» **TO-DO LIST**
(1) In the Michigan play-by-play breakdown, what was the score after the touchdown drive?
(2) Write out the part of the Michigan play-by-play breakdown starting at "O31 1 10 Shotgun" and ending at "stumble for five.".
(3) Extend the Michigan play-by-play breakdown beyond its last line, keeping the same format and style.

» **PAGE**
* * * * * * *
O8 2 G Ace 2 1 2 4-3 Under Pass Waggle TE Cross Koger 8
All three linebackers bite like whoah, leaving Koger wide open in the back of the endzone; Tate hits him between the numbers. (CA, 3, protection 1//1) Fake helped out by the line's obvious zone blocking. Play looked just like a run play and the linebackers were freaking out before the exchange point was even reached.
Drive Notes: Touchdown, 21-0, 12 min 2nd Q. That waggle is a blast from the past, eh?
Ln Dn Ds O Form TE RB WR D Form Type Play Player Yards
O42 1 10 Shotgun 3-wide 1 1 3 Nickel Pass Throwaway -- Inc
Michigan goes max protect and gets Forcier time but with only three receivers in the pattern and Western on top of each in a three-deep, Forcier just chucks it away. Double moves on the outside got no sale. (TA, 0, protection 2/2)
O42 2 10 Shotgun 3-wide 1 1 3 Nickel Pass Zone read bubble Savoy 11
Robinson in. This isn't really a bubble but it's the same concept: Odoms starts running as if he's going to run block and Savoy runs two steps and then comes back for a potential throw; Robinson keeps it off the zone fake and hits Savoy as the D closes in (CA, 3, protection NA) Savoy uses the space afforded by the attention paid to Robinson and Western's very deep coverage on the outside to pick up the first.
O31 1 10 Shotgun 3-wide 1 1 3 Nickel Run Zone read handoff Shaw 5
The MGolden Boy is having a rough time of it today. On this play Molk(-1) lets his man upfield behind him quickly enough to force a cutback from Shaw that just barely forces him into the backside DT, who Huyge has managed to get on the right side. When Huyge goes down to cut the DT, he lunges over Huyge to grab at Shaw and tackle. Shaw manages to stumble for five.
O26 2 5 Shotgun 4-wide 1 1 3 Nickel Run QB lead draw Robinson -2 ( Pen -10)
Blocking poor on this; Schilling(-1) has his guy beat him to the outside a bit, forcing Robinson behind him; the dobule on the other DT does not seal him, resulting in the pulling Koger bashing into the mess and said mess halting Robinson's progress. He bounces off, but just when it looks like he might beat everyone to the corner and do something ridiculous again he loses his balance. Holding flag comes in afterwards, again on Molk(-1). It's not undeserved.
O36 2 15 Shotgun 2-back 0 2 3 Nickel Pass Improv comeback Shaw Inc
Forcier in. He drops back and appears to have a wheel to Shaw as his first read; this is blanketed. Stonum's post is also covered and then Ortmann's guy has come around the corner and Forcier has to scramble out. As he's nearing the sideline he rifles one to Shaw, which looks caught but is ruled OOB. (CA+, 2, protection 1/2, Ortmann -1) Actually, Shaw just dropped it.
* * * * * * *
» **PROVIDED MATERIAL**
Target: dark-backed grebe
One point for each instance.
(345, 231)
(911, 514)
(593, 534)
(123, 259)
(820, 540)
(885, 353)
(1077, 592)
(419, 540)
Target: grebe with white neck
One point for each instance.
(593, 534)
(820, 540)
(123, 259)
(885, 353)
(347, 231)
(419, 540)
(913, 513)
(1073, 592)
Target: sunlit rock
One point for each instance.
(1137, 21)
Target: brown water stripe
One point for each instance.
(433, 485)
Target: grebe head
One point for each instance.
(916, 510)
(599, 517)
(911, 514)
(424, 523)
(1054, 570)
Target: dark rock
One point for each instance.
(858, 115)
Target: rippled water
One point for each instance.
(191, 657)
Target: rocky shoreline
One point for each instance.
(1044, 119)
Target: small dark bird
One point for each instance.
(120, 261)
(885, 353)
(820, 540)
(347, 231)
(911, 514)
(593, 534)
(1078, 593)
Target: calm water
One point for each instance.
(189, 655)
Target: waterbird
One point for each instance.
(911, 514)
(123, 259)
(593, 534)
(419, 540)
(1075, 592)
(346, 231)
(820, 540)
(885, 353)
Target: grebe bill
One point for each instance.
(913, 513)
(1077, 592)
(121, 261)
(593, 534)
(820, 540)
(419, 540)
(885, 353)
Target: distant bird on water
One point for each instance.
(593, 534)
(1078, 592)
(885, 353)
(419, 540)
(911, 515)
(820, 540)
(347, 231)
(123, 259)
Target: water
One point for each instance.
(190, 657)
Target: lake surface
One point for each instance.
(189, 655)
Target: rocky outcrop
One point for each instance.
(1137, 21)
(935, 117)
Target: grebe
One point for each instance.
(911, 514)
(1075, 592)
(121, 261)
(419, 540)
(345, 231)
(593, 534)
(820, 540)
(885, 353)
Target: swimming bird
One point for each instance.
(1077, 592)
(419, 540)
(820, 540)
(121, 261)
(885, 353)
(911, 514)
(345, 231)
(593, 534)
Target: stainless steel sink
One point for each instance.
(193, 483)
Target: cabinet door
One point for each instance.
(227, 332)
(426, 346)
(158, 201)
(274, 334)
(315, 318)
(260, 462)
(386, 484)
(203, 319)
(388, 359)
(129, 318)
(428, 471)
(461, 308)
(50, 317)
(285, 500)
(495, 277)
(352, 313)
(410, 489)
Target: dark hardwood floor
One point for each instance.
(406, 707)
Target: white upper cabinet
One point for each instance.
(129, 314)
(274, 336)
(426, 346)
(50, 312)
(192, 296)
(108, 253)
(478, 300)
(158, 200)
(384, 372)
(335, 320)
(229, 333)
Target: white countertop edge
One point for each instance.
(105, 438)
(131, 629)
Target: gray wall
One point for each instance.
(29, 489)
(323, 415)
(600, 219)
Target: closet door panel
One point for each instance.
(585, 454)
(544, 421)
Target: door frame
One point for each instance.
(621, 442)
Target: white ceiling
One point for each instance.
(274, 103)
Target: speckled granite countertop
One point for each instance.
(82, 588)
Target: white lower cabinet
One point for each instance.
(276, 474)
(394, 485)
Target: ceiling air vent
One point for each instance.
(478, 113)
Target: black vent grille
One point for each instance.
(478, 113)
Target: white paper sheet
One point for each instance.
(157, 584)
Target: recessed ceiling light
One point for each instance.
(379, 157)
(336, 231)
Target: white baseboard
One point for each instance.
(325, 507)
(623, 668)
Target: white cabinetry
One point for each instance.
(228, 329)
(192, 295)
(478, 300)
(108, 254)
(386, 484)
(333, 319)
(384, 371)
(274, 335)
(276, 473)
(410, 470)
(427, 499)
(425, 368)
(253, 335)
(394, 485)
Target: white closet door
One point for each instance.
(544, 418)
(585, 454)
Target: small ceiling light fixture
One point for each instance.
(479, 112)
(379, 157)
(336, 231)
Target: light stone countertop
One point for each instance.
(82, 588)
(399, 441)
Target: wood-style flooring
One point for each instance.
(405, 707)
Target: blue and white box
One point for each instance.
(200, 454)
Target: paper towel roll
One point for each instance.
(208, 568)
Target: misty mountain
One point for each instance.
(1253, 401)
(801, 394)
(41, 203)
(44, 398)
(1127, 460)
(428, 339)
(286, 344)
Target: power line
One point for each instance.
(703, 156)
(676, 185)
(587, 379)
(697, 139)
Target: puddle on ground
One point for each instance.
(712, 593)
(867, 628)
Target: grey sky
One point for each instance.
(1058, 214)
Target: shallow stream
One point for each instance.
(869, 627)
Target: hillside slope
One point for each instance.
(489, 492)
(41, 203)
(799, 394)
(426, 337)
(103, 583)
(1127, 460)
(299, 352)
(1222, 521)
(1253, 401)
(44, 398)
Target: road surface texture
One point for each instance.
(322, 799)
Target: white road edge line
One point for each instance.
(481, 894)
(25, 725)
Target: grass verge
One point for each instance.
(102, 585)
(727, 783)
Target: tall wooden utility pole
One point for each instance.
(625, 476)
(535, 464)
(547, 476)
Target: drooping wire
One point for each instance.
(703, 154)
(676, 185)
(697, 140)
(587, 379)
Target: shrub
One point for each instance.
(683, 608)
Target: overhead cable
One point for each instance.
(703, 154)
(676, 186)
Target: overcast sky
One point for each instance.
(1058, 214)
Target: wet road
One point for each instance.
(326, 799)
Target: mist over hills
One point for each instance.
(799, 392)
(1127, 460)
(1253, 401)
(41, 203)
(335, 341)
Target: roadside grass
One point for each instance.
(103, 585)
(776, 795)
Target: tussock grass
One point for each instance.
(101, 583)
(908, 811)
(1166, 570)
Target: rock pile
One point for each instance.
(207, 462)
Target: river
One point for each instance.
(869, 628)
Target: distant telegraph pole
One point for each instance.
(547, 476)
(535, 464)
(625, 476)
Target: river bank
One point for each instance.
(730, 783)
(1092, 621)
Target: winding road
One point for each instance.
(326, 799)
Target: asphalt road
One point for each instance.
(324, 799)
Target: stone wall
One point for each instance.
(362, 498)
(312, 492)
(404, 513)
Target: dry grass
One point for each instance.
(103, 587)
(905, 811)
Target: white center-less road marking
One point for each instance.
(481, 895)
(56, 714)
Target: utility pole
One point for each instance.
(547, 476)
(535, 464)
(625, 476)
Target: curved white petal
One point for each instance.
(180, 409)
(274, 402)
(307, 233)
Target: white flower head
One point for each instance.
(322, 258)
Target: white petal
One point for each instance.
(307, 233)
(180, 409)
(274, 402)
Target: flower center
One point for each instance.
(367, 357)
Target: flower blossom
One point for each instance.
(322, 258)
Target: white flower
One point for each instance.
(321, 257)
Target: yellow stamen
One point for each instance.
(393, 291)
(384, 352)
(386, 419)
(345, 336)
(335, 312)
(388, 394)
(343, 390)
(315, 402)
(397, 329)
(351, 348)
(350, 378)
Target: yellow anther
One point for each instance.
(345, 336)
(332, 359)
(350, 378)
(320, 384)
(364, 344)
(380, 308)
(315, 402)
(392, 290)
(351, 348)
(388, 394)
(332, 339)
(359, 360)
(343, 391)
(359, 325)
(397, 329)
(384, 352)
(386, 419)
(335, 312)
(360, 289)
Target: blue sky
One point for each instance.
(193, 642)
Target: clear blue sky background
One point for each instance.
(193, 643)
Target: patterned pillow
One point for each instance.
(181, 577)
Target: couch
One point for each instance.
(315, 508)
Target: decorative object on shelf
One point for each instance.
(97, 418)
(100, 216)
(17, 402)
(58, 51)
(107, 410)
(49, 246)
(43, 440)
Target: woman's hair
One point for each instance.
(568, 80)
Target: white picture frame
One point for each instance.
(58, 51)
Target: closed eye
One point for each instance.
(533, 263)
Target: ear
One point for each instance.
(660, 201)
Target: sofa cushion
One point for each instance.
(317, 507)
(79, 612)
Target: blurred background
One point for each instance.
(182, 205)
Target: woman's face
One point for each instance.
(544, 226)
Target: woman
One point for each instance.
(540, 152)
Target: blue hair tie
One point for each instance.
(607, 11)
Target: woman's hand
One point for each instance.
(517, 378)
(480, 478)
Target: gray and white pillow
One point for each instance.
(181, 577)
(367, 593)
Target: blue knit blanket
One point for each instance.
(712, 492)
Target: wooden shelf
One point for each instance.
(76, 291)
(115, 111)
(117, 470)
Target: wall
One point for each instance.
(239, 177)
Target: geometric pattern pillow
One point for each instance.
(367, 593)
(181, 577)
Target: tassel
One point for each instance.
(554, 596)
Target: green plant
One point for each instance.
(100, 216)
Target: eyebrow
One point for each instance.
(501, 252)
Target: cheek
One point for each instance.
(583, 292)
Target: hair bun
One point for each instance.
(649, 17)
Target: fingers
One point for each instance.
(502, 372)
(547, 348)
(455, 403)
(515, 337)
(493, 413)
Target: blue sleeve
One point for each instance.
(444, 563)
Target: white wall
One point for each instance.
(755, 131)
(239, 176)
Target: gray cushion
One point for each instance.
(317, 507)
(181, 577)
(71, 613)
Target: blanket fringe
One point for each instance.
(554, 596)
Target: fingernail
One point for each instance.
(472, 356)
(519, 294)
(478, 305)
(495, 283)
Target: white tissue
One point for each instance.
* * * * * * *
» **PER-TASK ANSWERS**
(1) 21-0.

(2)
O31 1 10 Shotgun 3-wide 1 1 3 Nickel Run Zone read handoff Shaw 5
The MGolden Boy is having a rough time of it today. On this play Molk(-1) lets his man upfield behind him quickly enough to force a cutback from Shaw that just barely forces him into the backside DT, who Huyge has managed to get on the right side. When Huyge goes down to cut the DT, he lunges over Huyge to grab at Shaw and tackle. Shaw manages to stumble for five.

(3)
O36 3 15 Shotgun 4-wide 1 1 3 Dime Run QB draw Forcier 10
Well... WMU was basically asking for this and it does give Michigan a makeable field goal attempt. Given the long shot that is third and fifteen I think it's a defensible call. There's not much to analyze: Michigan takes the ten yards WMU gives them.
Drive Notes: FG(44), 24-0, 7 min 2nd Q. Olesnavage right down the pipe. Nice.
Ln Dn Ds O Form TE RB WR D Form Type Play Player Yards
M15 1 10 Ace Twins 2 1 2 Base 4-3 Run Inside zone Brown 11
Both DTs are doubled as Brown shoots straight into the middle of the field; Molk and Schilling seal one guy and Moosman(+1) gets a hit that spins the DT around, allowing Huyge to finish him. Moosman then gets a crushing second-level block, and Koger picks off a member of the secondary. Brown zips for a first.
M26 1 10 Shotgun 3-wide 1 1 3 Nickel Pass Rollout hitch Mathews 11
Zone fake with Koger coming across to block again. With two linebackers suckered in by the playfake, Forcier pulls up and calmly hits a wide-open Mathews. (CA, 3, protection 1/1) Poor play by the secondary here.
M37 1 10 Ace Twins 2 1 2 Nickel Run Inside zone Brown 6
Man, the way Western has decided to defend Michigan is just sell out and hope M doesn't call that other play. Here this is pretty well blocked on the backside and Brown would have a huge cutback lane but for the DE, who's sold out to track him down. Ortmann's crushing block(+1) on the DT kicks him down the line and gives Brown enough space to squeeze between Ortmann and the arm-tackling DE; the arm tackle does trip Brown up, but after a decent gain. The flip side of plays like these are plays like the wide open Koger touchdown.
M43 2 4 Shotgun 3-wide 1 1 3 Nickel Run QB off tackle Forcier -5
I don't know what the hell Brown(-1) is thinking here but he runs right past a linebacker who's charging right at Forcier. Forcier attempts to bail by throwing the bubble but the guy's on him too fast and he has to eat the ball. I'm filing this as a run, but the option to throw is here (and is wide open).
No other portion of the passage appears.